#### Stored data entries
────────
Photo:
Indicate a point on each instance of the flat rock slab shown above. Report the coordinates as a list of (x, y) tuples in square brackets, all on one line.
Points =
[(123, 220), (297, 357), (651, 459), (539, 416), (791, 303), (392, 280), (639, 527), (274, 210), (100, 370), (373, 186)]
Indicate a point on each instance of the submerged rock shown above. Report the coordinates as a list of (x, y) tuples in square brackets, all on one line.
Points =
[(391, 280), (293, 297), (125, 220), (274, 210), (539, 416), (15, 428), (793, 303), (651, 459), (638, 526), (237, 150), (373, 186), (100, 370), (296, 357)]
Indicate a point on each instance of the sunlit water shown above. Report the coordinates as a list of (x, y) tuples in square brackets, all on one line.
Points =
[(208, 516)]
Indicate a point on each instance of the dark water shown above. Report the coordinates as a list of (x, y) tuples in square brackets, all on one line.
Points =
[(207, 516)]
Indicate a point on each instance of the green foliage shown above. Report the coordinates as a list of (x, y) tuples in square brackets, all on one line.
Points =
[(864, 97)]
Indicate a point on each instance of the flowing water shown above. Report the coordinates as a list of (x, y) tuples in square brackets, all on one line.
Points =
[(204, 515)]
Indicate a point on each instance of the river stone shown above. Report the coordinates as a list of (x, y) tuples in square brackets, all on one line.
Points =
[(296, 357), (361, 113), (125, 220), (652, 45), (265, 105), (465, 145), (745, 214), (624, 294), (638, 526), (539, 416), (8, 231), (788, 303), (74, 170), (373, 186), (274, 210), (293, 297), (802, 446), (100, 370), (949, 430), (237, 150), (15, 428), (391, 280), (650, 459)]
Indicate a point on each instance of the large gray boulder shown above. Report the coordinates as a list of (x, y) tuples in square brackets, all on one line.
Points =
────────
#### Exercise instructions
Please return the data above exactly as given.

#### Task answer
Photo:
Indicate a point on each instance of the flat rock slab shown above. Report the coordinates as a list of (x, y) tuples in square brackets, all on one line.
Points =
[(123, 220), (297, 357), (651, 459), (539, 416), (791, 303), (392, 280), (639, 527), (274, 210), (100, 370), (373, 186)]
Indicate a point on each instance of the submerged rock shown above. Report the coordinates as a list of (x, y) tuples in square brackets, all on one line.
Points =
[(391, 280), (293, 297), (125, 220), (274, 210), (539, 416), (15, 428), (793, 303), (651, 459), (638, 526), (237, 150), (373, 186), (100, 370), (296, 357)]
Indicate a point on each instance of the sunlit water shown above. Report the coordinates as a list of (x, y) tuples in square brackets, all on one line.
Points =
[(208, 516)]
Indicate a point on each instance of the dark water shown above. Report the coordinates as a list of (x, y) tuples in square brackets, all on one line.
Points =
[(207, 516)]
Indicate a point on each instance of the green foliage shown above. Report the coordinates as a list of (x, y) tuples in square brackets, all on one line.
Points =
[(864, 97)]
Indicate a point on each instance of the flowing water shown above. Report the coordinates as a list of (x, y) tuples in square brackets, all on one line.
Points =
[(204, 515)]
Indicate a point on each instance of the river stone shown above. Report the coordinates as a list of (x, y) tuples in square brackets, all on one line.
Points =
[(296, 357), (361, 113), (125, 220), (652, 45), (265, 105), (465, 145), (745, 214), (624, 294), (638, 526), (539, 416), (8, 231), (788, 303), (74, 170), (373, 186), (274, 210), (293, 297), (802, 446), (100, 370), (949, 430), (237, 150), (15, 428), (391, 280), (650, 459)]
Indicate a point on each instance of the large gray boulder shown above. Report the coordinates as a list of (x, y) tuples in square brackets, all on one line.
Points =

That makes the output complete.